***** PAGE EXCERPT
Christiane Post describes the influential work of the two Soviet architects and theorists Milica I. Prochorova and Lujbov’ S. Zalesskaja, whose projects of parks created during the late 1920s became the starting point for a theory of parks for culture and recreation.6 Though they designed many projects and published a lot, their oeuvre has been hardly recognized – just like the works of so many other Russian producers. Likewise influential, but in a very different context, is the work of their contemporary, the British city planner, editor and teacher Jaqueline Tyrwhitt. As Ellen Shoskes demonstrates in her chapter “Jaqueline Tyrwhitt: From Town Planning to Urban Design,” 7 work done in the background, translating, helping others to create networks and exchange ideas, have proven crucial to the success of many individuals, but it is hard to trace and to notice by posterity. Tyrwhitt deeply influenced a group of people who founded and formed the architecture of modernity in Europe and the USA after World War II. The texts presented in the annex show her versatility and the development of her thinking.
**********
***** RECORDED INFORMATION
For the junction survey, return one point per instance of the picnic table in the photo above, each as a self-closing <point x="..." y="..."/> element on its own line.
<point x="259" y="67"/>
**********
#### [REQUIREMENT]
Please carry on the excerpt on Prochorova, Zalesskaja and Tyrwhitt from its last sentence. The listing is separate material, apart from the excerpt on Prochorova, Zalesskaja and Tyrwhitt.

#### [RESULT OF THE EXERCISE]
City planning was accorded little importance in the academic training of architects in Austria at the beginning of the twentieth century. The first chair for city planning was installed in Vienna as late as 1932. Consequently, the first women theorists of city planning became active in the 1930s and 1940s: Lionore Perin, Ilse Lorenz-Wildt, Slawa Walewa, and Martha Bolldorf-Reitstätter. With their chapter “Concepts of Urbanism by Austrian Architects in the Middle of the Twentieth Century,” 8 Iris Meder and Ulrike Krippner contextualize the works of these women, who were pioneers in politically difficult times. Like Marie Frommer in Germany, they did not pursue their academic careers and their works remained unknown. Likewise, unknown are the contributions of Swiss women to city planning. Until today, there have been no female city planners in Switzerland. But there have been experts in architecture, politics, as well as amateurs, who have influenced discourses and political discussions on urbanism, as Inge Beckel states in her article “Political, Disorderly, Sensual. Impulses and Contributions to City Planning by Swiss Women.” 9 She gives those influential experts a place in the history of city planning in Switzerland, namely Berta Rahm and Beate Schnitter.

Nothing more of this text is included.